Problem details
Among the lines of the records below, copy those that hold the word "downspout".

-- Entries supplied follows --

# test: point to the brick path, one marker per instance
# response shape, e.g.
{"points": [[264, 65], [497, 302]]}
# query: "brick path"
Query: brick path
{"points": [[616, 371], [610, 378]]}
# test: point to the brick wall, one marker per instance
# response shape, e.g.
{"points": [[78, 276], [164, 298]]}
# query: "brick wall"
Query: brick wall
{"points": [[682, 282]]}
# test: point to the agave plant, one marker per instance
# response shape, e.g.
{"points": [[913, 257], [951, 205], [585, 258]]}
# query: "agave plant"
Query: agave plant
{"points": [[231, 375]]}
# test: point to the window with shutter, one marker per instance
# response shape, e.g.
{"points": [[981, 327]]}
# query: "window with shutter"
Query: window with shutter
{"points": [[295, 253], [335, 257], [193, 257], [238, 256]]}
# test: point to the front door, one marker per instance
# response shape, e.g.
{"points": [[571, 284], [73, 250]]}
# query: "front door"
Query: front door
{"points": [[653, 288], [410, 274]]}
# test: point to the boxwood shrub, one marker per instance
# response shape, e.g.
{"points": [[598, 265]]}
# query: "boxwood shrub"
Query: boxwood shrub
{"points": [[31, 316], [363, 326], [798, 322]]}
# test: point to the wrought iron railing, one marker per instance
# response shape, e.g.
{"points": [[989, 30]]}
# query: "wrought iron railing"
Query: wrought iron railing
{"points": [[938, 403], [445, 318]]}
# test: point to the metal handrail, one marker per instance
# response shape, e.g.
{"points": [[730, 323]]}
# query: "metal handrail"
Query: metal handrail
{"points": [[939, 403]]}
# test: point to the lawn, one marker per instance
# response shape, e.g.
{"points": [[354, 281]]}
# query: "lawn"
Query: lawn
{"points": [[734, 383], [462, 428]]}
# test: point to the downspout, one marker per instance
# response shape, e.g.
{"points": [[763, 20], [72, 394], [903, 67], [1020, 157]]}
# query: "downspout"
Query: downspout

-- Entries supplied concluded --

Exercise answer
# test: point to the downspout, one marker per instance
# query: "downspout"
Query: downspout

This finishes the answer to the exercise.